++++ Extract to read

Adding WLAN power with 802.11a
802.11a can significantly expand the power and flexibility of 802.11b wireless LAN deployments, but in most cases, this power is being squandered. Typically, organizations using traditional 802.11b WLAN technology are being advised by their vendors to overlay an 802.11a network to fill in coverage gaps and extend network coverage. But what if a network engineer could obtain pervasive WLAN coverage with 802.11b alone? In that case, 802.11a could be used to support priority traffic, high-bandwidth applications, or growth in the user base. This article discusses the challenges of achieving pervasive coverage with 802.11b, and suggests a new WLAN architecture that overcomes those challenges.
THE CHALLENGE OF PERVASIVE COVERAGE
As companies have noted the impact of wireless access on employee productivity, they have begun to see the need for more pervasive WLAN coverage beyond hotspots in conference rooms. And with the arrival of more advanced applications such as mobile voice over IP (VoIP), pervasive coverage becomes essential to the proper function of those applications. With the largest penetration of client devices, 802.11b is the likely choice as a platform for such pervasive coverage. But whether a company uses 802.11a, b, or g, there’s a fundamental problem with using traditional access points (APs) to provide pervasive coverage.

++++++++
++++ Dataset entries

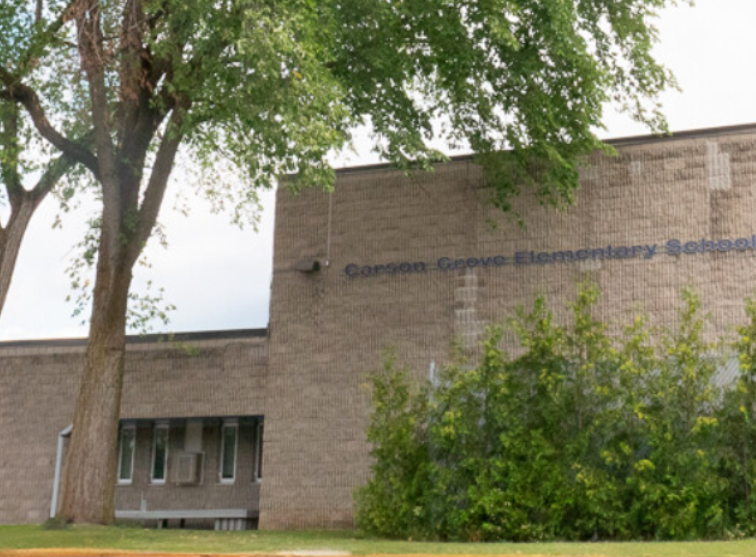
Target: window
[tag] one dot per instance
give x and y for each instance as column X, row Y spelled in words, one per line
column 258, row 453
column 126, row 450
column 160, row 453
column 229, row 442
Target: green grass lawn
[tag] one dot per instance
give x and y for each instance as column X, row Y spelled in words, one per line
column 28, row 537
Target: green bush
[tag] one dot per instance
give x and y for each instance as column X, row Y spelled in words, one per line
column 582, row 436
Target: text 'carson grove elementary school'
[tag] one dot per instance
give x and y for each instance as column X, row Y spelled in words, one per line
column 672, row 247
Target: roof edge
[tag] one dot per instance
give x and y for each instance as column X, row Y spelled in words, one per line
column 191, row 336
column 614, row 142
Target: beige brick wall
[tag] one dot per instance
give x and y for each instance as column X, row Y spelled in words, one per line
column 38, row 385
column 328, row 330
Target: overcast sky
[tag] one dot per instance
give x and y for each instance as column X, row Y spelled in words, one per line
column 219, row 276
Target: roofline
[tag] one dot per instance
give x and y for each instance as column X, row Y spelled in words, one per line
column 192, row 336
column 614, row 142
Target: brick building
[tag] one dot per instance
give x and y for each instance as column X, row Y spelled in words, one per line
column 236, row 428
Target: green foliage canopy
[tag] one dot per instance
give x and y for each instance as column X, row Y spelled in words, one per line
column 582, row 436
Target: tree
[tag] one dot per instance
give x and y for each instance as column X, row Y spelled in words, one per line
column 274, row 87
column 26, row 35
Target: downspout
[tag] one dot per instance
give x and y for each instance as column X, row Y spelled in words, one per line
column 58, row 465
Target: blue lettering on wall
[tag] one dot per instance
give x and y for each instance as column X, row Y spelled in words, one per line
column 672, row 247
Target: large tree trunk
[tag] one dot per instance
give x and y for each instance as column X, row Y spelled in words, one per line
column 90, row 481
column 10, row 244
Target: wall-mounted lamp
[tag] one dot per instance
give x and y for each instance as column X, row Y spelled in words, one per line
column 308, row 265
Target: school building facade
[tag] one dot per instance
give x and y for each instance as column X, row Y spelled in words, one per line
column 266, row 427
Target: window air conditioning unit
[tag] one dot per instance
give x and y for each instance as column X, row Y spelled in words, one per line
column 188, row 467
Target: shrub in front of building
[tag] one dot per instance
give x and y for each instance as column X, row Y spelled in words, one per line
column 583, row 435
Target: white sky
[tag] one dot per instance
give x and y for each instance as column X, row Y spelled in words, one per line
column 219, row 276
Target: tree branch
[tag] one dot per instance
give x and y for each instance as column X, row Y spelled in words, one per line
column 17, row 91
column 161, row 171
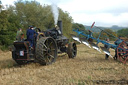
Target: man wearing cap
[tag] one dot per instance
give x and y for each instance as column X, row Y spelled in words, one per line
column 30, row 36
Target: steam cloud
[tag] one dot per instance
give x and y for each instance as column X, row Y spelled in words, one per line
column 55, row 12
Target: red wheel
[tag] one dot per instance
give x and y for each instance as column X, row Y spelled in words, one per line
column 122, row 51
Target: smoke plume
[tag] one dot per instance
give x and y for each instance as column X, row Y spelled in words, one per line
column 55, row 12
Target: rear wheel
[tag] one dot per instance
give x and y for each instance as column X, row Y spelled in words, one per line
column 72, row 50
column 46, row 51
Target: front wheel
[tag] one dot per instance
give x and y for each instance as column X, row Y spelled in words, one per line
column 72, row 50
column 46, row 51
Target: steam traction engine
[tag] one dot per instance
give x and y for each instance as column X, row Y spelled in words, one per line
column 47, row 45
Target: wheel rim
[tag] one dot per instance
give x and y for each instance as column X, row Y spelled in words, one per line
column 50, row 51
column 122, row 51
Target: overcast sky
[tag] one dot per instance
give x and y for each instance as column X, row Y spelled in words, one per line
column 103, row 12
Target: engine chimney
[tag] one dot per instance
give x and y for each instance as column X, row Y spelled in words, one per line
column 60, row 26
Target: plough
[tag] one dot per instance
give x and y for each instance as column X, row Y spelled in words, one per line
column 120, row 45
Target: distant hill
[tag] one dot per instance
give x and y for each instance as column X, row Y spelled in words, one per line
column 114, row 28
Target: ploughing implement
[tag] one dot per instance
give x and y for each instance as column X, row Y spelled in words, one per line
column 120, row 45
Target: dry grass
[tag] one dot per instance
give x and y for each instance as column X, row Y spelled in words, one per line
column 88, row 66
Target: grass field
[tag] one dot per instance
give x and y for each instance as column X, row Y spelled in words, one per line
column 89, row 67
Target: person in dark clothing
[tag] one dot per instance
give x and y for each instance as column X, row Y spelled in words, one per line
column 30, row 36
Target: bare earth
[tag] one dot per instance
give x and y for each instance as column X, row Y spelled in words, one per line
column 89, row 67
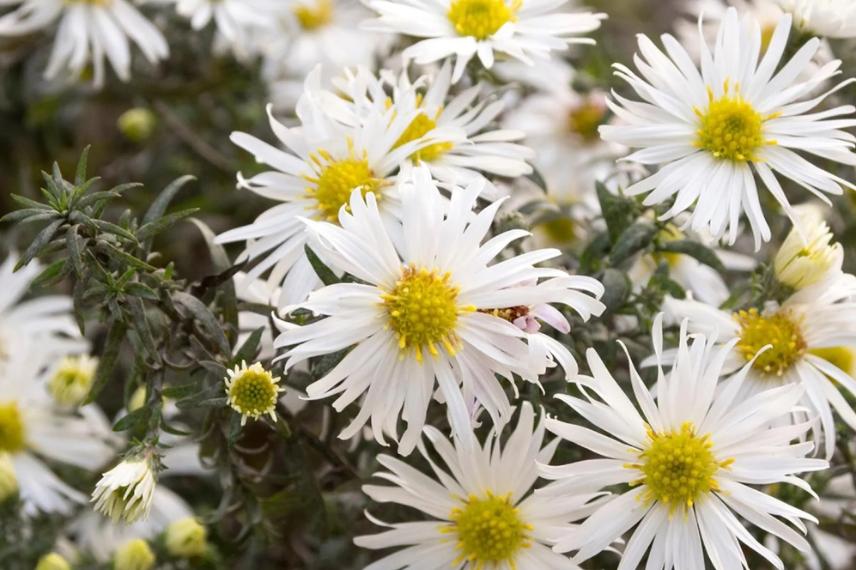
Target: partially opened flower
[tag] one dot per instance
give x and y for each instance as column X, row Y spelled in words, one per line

++++++++

### Problem
Carry the article on adding wireless LAN power with 802.11a forward from its final sentence, in the same style.

### Output for this exercise
The 802.11 protocol and the chipsets used for 802.11 APs were designed to support wireless LAN hotspots consisting of one AP. As companies extend coverage by deploying adjacent APs, co-channel interference rears its ugly head.
Co-channel interference results from two APs transmitting on the same channel in the same area. In a typical 802.11 wireless network, APs continually broadcast a signal, and any wireless client within range can lock onto that signal to make a connection. But when APs are placed close enough together to provide continuous coverage over a large area, it’s possible (or even likely) that some APs will generate signals that interfere with other APs. When this happens, two or more APs transmit packets at the same time on the same channel, corrupting packets and causing clients to experience transmission delays and lower performance. In addition, clients located equidistant between two APs on the same channel may flip-flop, not knowing whether to access one or the other.
To minimize co-channel interference, most WLAN vendors recommend that users operate adjacent APs on alternating channels. 802.11b and 802.11g have three available channels (1, 6, and 11 in 802.11b, for example), while 802.11a has 11 available channels. Enterprise WLAN vendors offer site survey and management tools to help users plan AP deployments with alternating channels to maximize coverage while minimizing the possibility of co-channel interference. These systems may also allow users to regulate the power output of individual APs to make their coverage areas larger or smaller, and so fit better into an overall coverage map.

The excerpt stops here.